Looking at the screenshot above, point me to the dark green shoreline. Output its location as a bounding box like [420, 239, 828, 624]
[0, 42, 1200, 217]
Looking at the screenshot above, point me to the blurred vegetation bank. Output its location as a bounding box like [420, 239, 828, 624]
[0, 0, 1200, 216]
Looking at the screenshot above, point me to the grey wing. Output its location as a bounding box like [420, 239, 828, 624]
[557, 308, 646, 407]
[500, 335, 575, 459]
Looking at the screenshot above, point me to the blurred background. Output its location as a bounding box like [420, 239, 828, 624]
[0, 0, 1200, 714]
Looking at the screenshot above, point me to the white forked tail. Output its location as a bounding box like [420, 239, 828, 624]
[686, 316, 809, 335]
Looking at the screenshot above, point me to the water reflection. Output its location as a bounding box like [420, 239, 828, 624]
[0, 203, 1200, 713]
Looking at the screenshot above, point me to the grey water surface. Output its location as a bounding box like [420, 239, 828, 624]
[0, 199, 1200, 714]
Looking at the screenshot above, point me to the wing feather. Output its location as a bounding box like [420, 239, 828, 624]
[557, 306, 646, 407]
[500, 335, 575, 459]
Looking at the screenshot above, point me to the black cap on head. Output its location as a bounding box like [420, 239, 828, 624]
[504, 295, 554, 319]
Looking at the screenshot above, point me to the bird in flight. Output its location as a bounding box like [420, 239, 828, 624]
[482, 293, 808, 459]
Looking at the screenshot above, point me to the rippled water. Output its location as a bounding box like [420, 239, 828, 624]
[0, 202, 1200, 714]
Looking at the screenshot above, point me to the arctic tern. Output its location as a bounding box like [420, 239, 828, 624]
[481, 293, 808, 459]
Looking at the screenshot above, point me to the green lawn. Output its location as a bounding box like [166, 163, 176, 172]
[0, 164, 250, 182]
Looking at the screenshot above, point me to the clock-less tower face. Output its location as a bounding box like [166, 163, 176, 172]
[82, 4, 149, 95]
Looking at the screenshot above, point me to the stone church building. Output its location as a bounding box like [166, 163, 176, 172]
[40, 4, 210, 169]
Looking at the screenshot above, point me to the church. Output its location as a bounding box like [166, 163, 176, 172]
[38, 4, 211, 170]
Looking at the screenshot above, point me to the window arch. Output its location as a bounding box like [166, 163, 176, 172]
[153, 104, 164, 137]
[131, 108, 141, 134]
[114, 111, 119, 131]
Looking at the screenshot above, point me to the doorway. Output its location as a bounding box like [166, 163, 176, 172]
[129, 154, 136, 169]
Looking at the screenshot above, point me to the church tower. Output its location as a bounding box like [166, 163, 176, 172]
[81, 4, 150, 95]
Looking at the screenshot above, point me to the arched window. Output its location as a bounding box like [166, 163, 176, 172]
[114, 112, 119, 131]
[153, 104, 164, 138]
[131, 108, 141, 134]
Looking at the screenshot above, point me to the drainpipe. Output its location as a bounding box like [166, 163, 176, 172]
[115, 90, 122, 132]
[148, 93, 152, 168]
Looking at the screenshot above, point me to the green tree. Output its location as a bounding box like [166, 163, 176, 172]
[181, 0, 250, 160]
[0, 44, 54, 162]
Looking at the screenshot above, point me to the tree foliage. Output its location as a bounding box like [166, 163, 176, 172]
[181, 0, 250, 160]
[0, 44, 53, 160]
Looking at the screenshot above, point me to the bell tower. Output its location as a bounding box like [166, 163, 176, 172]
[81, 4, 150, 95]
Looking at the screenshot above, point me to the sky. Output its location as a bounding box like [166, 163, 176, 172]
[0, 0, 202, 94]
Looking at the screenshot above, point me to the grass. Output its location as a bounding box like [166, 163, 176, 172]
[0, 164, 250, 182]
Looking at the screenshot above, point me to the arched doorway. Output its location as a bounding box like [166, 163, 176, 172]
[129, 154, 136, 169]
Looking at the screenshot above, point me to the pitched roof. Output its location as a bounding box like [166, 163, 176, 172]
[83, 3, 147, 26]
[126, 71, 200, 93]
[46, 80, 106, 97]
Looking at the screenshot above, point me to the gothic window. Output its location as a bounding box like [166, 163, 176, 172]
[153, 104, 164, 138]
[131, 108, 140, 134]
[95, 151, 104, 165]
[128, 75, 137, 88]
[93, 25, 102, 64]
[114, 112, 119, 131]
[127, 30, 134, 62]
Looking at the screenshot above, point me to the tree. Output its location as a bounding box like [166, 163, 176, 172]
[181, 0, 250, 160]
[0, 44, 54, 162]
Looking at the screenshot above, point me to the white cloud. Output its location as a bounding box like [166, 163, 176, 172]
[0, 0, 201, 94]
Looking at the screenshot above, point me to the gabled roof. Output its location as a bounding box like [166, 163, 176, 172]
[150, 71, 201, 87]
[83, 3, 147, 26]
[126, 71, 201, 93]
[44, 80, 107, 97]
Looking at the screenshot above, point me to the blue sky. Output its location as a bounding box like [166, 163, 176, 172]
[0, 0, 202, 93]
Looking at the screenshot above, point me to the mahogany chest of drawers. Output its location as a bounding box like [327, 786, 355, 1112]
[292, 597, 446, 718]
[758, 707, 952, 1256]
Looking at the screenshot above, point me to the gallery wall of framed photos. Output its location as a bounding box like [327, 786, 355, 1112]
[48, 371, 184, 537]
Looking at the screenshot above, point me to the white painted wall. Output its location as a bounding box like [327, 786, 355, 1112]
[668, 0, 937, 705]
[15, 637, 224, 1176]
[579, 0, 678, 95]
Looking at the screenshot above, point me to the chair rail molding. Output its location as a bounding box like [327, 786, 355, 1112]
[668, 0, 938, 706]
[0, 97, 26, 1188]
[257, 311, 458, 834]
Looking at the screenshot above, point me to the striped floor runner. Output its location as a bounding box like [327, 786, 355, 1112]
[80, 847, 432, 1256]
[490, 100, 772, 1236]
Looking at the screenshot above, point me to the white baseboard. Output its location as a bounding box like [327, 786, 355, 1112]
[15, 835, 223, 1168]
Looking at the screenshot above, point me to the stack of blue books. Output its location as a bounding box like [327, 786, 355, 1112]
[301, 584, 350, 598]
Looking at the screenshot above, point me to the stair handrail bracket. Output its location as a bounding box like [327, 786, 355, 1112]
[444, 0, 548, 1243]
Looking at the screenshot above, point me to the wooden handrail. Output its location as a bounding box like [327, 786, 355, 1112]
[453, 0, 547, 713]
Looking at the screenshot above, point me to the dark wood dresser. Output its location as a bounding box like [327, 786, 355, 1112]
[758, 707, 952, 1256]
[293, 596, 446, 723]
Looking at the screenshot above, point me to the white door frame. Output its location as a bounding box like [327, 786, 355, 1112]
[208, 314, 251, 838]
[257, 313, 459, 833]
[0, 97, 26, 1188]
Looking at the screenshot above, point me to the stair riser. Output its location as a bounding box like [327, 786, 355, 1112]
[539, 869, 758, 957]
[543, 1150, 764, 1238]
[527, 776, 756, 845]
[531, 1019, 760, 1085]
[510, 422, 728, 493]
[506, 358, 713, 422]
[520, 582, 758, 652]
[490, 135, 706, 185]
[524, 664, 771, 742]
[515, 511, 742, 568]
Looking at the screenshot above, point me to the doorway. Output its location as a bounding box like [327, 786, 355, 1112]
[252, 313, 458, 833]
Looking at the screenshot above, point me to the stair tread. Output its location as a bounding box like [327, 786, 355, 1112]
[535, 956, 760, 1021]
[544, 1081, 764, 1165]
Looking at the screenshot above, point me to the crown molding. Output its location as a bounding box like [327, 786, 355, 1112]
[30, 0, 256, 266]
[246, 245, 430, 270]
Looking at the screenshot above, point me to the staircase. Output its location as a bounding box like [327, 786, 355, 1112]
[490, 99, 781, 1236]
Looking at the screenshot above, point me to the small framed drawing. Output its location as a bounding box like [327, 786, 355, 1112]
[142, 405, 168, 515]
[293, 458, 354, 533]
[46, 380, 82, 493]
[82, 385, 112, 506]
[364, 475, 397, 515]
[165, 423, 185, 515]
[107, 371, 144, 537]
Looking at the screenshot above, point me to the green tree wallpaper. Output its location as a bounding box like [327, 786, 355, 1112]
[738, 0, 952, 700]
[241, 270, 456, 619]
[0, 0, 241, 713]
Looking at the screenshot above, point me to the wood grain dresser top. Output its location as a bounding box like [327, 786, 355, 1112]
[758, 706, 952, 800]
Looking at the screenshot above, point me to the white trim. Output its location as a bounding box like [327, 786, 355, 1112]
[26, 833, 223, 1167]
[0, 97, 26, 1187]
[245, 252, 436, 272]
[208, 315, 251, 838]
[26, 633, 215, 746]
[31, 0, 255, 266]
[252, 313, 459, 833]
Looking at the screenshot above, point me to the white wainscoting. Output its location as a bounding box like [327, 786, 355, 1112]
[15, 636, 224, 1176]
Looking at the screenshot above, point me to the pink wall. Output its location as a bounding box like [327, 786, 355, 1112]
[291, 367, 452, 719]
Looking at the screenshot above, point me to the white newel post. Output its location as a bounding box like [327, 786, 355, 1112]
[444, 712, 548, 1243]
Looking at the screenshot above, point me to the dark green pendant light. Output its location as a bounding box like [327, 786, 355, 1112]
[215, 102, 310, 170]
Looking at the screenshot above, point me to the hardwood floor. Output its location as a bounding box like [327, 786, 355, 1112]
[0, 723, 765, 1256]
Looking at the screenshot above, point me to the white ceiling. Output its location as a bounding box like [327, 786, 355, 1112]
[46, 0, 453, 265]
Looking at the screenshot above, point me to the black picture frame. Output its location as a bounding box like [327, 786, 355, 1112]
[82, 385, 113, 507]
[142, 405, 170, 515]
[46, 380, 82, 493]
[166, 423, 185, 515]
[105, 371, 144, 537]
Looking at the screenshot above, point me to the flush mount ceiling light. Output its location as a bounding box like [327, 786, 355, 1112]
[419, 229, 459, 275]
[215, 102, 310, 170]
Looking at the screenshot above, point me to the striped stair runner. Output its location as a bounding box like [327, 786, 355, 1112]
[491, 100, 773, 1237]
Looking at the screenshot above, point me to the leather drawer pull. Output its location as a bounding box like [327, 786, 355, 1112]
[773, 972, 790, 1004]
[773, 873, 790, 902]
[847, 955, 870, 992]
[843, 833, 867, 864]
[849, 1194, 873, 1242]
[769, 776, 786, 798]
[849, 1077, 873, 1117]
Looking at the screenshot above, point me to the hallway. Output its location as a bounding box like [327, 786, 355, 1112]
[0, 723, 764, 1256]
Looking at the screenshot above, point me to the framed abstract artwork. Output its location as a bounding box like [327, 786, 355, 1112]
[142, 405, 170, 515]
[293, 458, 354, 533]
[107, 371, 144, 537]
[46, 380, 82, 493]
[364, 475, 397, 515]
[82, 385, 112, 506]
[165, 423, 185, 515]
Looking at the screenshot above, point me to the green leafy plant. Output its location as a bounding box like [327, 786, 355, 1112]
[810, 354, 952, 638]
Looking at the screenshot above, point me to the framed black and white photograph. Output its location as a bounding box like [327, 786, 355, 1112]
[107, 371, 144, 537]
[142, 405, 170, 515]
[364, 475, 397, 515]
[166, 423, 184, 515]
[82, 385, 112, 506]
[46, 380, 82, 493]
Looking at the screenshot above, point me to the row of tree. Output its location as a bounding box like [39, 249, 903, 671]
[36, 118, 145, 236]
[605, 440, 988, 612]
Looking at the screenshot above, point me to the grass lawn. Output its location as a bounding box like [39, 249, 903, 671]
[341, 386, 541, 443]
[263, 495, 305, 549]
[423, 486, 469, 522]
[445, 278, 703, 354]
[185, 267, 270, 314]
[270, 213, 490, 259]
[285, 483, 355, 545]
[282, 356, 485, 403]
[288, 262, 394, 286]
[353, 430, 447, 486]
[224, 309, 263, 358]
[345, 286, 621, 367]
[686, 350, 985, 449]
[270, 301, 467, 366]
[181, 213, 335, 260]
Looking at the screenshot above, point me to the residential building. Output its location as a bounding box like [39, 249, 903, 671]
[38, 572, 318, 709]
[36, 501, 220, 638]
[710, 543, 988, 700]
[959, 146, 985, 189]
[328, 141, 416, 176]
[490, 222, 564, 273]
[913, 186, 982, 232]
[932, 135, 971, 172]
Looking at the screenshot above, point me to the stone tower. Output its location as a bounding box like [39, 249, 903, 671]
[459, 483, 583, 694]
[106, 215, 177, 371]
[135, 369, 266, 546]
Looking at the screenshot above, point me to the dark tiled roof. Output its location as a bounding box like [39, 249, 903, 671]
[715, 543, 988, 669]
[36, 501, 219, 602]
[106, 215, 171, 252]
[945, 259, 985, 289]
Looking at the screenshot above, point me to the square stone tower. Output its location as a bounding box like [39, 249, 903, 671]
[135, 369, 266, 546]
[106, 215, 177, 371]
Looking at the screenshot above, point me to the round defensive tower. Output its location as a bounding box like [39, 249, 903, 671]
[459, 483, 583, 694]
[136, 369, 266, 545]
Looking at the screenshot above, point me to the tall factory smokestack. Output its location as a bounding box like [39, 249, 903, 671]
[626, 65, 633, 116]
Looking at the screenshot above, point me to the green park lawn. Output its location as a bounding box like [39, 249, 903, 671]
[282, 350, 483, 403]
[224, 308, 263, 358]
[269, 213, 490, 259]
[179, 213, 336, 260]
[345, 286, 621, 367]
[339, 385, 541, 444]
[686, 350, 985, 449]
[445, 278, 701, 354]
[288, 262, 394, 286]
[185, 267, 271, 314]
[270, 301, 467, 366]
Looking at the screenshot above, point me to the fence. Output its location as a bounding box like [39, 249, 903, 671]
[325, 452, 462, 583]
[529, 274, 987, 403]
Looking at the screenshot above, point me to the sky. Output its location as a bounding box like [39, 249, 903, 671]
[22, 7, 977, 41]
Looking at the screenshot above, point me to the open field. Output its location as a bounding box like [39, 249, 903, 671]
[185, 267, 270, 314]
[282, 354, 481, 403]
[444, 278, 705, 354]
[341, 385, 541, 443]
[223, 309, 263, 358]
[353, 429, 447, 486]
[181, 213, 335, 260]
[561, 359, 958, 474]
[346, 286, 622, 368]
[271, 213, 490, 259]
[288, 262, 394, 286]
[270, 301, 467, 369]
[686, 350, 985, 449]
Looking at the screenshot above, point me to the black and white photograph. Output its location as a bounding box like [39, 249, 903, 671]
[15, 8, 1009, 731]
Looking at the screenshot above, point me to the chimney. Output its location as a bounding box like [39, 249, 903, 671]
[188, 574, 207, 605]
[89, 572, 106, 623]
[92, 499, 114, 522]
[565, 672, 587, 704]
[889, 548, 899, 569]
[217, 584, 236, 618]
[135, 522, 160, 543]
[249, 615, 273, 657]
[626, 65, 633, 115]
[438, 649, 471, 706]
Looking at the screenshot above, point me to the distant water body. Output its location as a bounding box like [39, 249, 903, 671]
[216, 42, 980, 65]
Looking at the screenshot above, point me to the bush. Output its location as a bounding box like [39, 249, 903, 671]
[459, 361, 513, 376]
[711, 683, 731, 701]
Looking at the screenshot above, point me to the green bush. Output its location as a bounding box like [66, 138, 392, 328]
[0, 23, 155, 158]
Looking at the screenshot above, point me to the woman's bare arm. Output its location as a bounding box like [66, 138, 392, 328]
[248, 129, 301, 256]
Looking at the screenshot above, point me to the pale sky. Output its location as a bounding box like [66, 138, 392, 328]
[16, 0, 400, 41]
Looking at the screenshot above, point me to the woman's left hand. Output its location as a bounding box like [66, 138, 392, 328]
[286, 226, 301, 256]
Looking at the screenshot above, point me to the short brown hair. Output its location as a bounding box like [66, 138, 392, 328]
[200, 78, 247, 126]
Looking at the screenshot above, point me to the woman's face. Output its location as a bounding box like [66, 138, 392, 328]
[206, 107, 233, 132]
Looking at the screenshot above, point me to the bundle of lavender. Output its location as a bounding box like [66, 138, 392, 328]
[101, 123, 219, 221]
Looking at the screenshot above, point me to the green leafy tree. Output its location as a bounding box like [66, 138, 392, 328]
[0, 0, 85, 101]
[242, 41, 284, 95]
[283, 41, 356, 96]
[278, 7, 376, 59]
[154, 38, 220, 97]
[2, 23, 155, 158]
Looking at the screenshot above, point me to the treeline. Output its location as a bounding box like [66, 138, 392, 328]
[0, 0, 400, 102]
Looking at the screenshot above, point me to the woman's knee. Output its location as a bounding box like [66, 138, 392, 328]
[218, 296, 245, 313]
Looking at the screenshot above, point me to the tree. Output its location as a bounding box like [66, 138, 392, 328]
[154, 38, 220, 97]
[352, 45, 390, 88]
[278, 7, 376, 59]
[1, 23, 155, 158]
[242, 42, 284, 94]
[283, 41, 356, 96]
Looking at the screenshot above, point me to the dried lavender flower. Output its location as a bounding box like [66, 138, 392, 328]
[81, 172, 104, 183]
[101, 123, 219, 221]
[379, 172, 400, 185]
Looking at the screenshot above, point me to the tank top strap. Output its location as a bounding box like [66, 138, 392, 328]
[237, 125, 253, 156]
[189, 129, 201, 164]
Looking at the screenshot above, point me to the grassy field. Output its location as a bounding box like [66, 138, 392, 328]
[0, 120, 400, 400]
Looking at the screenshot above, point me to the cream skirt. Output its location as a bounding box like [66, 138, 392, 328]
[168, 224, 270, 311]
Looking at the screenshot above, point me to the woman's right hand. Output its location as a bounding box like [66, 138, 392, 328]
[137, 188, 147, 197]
------------
Exercise
Please copy out the material starting with the line that contains "Looking at the screenshot above, point me to the tall" and going on through the line that contains "[15, 8, 1009, 731]", both included, without changing anything.

Answer to the problem
Looking at the screenshot above, point me to the tall factory smokestack. Output its location as a bounding box like [39, 249, 903, 671]
[626, 65, 633, 116]
Looking at the screenshot above, point me to the green park lawn. Output its location as a bounding box like [39, 249, 903, 671]
[282, 350, 483, 403]
[224, 308, 263, 358]
[269, 213, 490, 259]
[179, 213, 336, 260]
[345, 286, 621, 367]
[339, 385, 541, 444]
[686, 350, 985, 449]
[445, 278, 701, 354]
[288, 262, 394, 286]
[185, 267, 271, 314]
[270, 301, 467, 366]
Looking at the screenshot above, point me to the fence. Output its location as a bounding box like [39, 249, 903, 671]
[325, 452, 462, 583]
[529, 274, 987, 403]
Looking at the screenshot above, point me to the sky. Output its location as a bounding box like [39, 249, 903, 671]
[22, 7, 977, 41]
Looking at the screenshot above, point me to the open field. Output its location as a bounding box like [39, 249, 903, 671]
[185, 267, 270, 314]
[282, 354, 481, 403]
[444, 278, 705, 354]
[341, 385, 541, 443]
[223, 309, 263, 358]
[353, 429, 447, 486]
[181, 213, 335, 260]
[561, 359, 958, 474]
[346, 286, 622, 368]
[271, 213, 490, 259]
[288, 262, 394, 286]
[270, 301, 467, 369]
[686, 350, 985, 449]
Looking at the screenshot above, point me to the black and white photograph. Output its location as a bounding box like [39, 249, 903, 671]
[15, 8, 1009, 731]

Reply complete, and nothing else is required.